- [EXERCISE PROMPT]: Transcribe all of the data exactly. Omit the pictures.

Point-per-instance localization data
+---+

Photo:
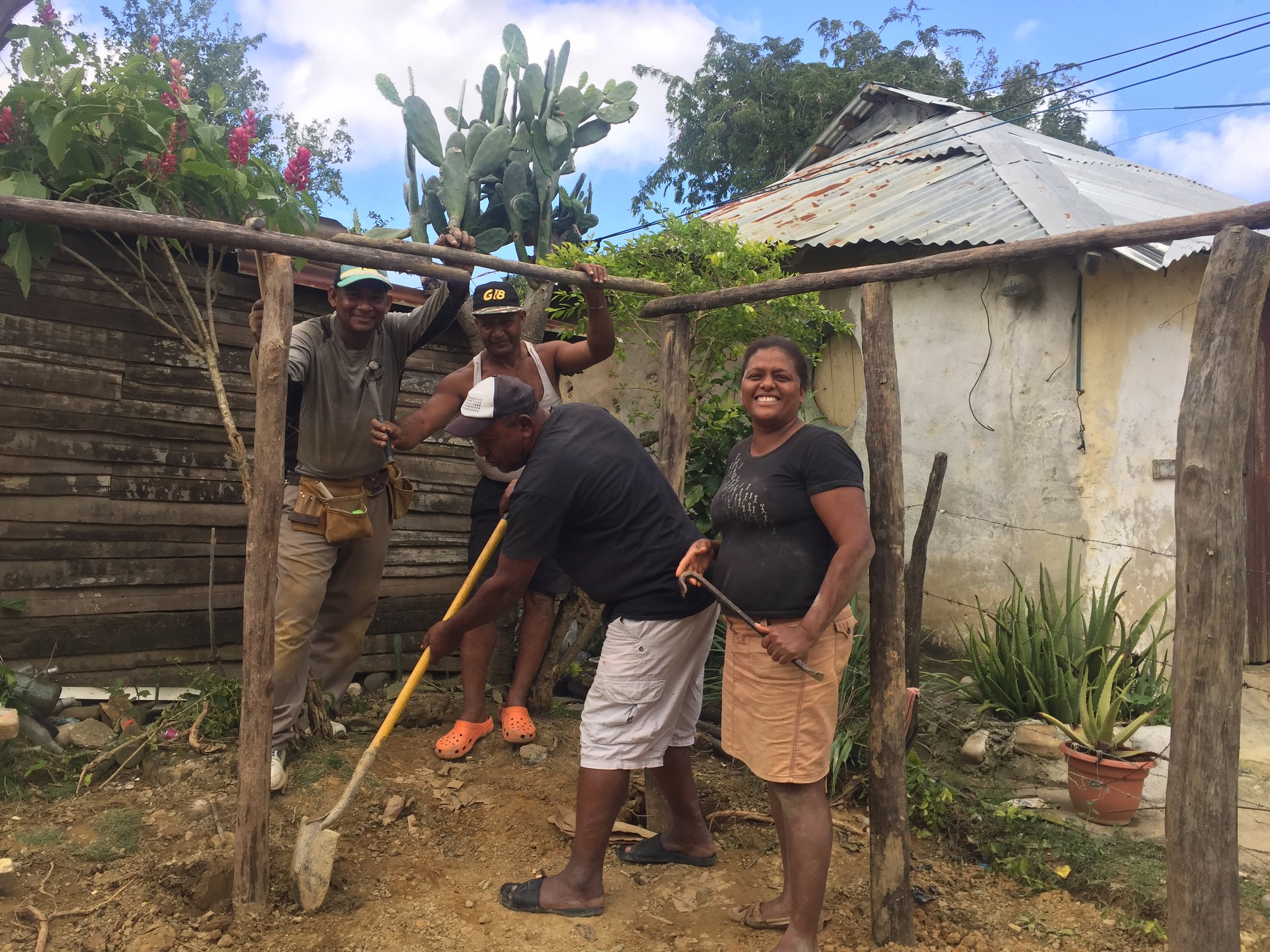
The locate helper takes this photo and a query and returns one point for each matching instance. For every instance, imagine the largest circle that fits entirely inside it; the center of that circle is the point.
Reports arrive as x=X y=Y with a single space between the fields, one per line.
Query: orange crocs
x=517 y=725
x=460 y=740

+---+

- [TASK RESPONSE]:
Photo:
The locate helper takes this photo and a query and returns one point for each matching instance. For every instance, imagine the largest circle that fits entirely inside it; the center of that circle is the point.
Reports arrive as x=X y=Y with a single space between the fields, one per line.
Query: orange crocs
x=517 y=725
x=460 y=740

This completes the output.